DIRECTION ▸
Reproduce all of the items below word for word, changing nothing.

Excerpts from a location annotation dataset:
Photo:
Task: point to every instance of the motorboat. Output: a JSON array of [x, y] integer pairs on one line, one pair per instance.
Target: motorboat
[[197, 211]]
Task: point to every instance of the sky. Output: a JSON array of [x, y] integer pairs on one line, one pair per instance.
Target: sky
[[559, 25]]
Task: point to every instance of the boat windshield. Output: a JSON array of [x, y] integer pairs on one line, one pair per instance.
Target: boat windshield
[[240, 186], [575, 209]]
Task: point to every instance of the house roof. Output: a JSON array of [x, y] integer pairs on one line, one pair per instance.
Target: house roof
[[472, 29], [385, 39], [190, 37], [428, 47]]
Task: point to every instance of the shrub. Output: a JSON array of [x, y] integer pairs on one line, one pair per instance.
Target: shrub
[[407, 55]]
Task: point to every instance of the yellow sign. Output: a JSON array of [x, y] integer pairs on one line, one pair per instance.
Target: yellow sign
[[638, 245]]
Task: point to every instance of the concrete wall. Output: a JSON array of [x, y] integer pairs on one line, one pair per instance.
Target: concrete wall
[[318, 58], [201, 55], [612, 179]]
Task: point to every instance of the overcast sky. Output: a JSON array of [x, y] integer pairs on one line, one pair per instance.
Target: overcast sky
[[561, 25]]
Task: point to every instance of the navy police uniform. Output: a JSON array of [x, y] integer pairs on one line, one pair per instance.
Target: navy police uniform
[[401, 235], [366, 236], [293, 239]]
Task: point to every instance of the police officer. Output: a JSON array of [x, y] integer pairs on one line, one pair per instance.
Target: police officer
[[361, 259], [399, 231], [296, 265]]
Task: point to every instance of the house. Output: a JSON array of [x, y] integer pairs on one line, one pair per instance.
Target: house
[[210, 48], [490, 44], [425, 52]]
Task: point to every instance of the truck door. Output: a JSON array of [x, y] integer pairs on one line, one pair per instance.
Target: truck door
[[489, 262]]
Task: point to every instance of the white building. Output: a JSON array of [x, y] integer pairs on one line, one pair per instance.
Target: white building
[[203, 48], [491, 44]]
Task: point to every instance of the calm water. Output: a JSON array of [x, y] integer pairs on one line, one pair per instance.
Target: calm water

EXERCISE OUTPUT ▸
Photo:
Task: point to every instance of the motorboat. Output: a JSON array of [x, y] integer pairs on one line, one pair per instance.
Target: motorboat
[[197, 211]]
Task: point to every instance of the sky. Output: a JSON array of [x, y] integer pairs on one line, one pair per instance.
Target: sky
[[559, 25]]
Task: point to every instance of the boat windshield. Output: a JSON array of [x, y] integer pairs on one line, one pair per instance.
Target: boat windshield
[[240, 186], [575, 209]]
Task: point to every instance of the house roof. Output: a JSON array of [x, y] integer pairs on one line, one pair per instance.
Target: house roof
[[472, 29], [385, 39], [190, 37], [428, 47]]
Task: point to every instance of the shrub. Output: a JSON array of [x, y] integer pairs on one line, one pair per instance.
Target: shrub
[[407, 55]]
Task: point to every instance of the yellow sign. Output: a JSON array of [x, y] integer pairs on one line, one pair per instance.
Target: yellow sign
[[638, 245]]
Task: point to every instance of the concrete wall. Output: a JSON array of [x, y] integer pairs on one line, one pair per instance.
Target: concrete wall
[[318, 58], [201, 55], [612, 179]]
Task: point to every instance of the overcast sky. Output: a JSON array of [x, y] integer pairs on one line, one pair per instance.
Target: overcast sky
[[561, 25]]
Task: point to every instance of the navy police uniform. Output: a JSON array of [x, y] integer pairs on one line, one pair per instance.
Target: navy police uniform
[[401, 235], [366, 236], [293, 239]]
Task: point to every instance of the police officer. Output: a JSON array of [x, y] integer pairs on one line, one pair per instance.
Target: police officer
[[361, 259], [399, 231], [296, 265]]
Task: point to every instance of the house. Output: a JSON array of [x, y] integer pairs on one line, one pair per instance.
Target: house
[[210, 48], [490, 44], [425, 52]]
Task: point to every instance of the truck door. Output: a JSON array of [x, y] integer pairs on one line, one pair per instance.
Target: truck door
[[489, 262]]
Task: point to every instance of the white building. Output: a JSON array of [x, y] integer pairs on one line, one pair per instance.
Target: white building
[[203, 48], [491, 44]]
Task: point to every instance of the calm water. Output: a JSON array of [x, y] integer pairs on one line, one pair per instance.
Target: calm water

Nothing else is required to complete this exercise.